--- Page extract ---

Figure 8. ML results with numerical data, SVR and RFR results plotted in a damage rate against total equivalent strain plot (A) for different loading states: uniaxial tension in x- and y-direction: Tx and Ty, biaxial tension: Txy, shearing in x- and y-direction: Sx and S2y (Numerical data points before damage initiation are not plotted) and (B) compared to the analytical damage model according to Equation (25) with the parameters s = 5.06(−) and S = 0.24(MPa) for the test data of the uniaxial tension in x-direction.

5. Property-Based Design of Microstructures

With the micromechanical modeling approach, the influence of important microstructural features on the mechanical response can be investigated through numerical simulations, yielding microstructure-property relationships. Thus, it is possible to use synthetical microstructures in form of representative volume elements (RVEs) together with their homogenized mechanical response that result from micromechanical simulations as training data for Machine Learning (ML) algorithms. Consequently, the input parameters of ML models are the required mechanical properties, and these trained models shall recommend microstructures that posses such properties accordingly, which represents one way of microstructure design.

--- Data section ---

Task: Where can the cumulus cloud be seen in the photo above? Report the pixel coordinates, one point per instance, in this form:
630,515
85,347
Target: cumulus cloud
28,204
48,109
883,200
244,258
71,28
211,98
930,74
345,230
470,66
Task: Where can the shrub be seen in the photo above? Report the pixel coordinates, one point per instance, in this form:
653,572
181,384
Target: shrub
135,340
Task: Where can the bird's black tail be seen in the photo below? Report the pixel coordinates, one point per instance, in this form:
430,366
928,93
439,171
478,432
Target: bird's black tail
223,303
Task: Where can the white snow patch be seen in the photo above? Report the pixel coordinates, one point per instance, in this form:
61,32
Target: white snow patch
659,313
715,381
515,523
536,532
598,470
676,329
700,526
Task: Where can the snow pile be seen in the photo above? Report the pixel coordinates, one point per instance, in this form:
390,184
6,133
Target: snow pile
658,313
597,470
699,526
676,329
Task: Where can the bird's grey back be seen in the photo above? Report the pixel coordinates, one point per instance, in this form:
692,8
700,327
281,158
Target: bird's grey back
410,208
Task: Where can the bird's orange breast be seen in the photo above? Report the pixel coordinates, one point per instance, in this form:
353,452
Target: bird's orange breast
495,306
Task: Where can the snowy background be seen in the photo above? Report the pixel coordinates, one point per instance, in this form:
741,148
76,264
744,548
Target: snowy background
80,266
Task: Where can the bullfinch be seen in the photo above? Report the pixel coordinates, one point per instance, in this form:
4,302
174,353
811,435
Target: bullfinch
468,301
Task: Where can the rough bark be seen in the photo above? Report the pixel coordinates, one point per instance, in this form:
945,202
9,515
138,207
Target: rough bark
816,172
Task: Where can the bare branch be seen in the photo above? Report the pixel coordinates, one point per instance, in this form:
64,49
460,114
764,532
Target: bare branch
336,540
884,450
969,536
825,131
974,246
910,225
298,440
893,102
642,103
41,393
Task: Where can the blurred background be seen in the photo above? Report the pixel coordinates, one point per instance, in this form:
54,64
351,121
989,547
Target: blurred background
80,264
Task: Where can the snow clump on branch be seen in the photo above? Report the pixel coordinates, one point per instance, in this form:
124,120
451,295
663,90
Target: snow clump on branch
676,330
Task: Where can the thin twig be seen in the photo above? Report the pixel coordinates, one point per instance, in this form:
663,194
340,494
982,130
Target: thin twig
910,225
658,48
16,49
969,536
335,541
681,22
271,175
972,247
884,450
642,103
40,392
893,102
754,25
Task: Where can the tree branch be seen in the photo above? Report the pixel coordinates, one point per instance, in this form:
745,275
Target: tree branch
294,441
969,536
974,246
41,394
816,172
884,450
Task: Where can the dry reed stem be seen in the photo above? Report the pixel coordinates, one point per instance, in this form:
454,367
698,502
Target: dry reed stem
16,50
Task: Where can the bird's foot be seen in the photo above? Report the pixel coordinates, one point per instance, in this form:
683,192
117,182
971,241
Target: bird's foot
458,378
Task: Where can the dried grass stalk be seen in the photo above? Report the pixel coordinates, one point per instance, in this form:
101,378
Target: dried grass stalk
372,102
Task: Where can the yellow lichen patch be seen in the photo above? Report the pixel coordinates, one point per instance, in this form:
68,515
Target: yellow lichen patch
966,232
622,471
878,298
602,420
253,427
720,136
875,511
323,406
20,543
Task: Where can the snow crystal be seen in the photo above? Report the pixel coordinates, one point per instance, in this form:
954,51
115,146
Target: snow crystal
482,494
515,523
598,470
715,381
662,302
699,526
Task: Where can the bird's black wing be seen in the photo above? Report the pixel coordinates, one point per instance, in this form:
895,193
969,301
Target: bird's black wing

---

Problem requirements =
Write out the stretch of the microstructure design passage from "5. Property-Based Design" through "of microstructure design.".

The result =
5. Property-Based Design of Microstructures

With the micromechanical modeling approach, the influence of important microstructural features on the mechanical response can be investigated through numerical simulations, yielding microstructure-property relationships. Thus, it is possible to use synthetical microstructures in form of representative volume elements (RVEs) together with their homogenized mechanical response that result from micromechanical simulations as training data for Machine Learning (ML) algorithms. Consequently, the input parameters of ML models are the required mechanical properties, and these trained models shall recommend microstructures that posses such properties accordingly, which represents one way of microstructure design.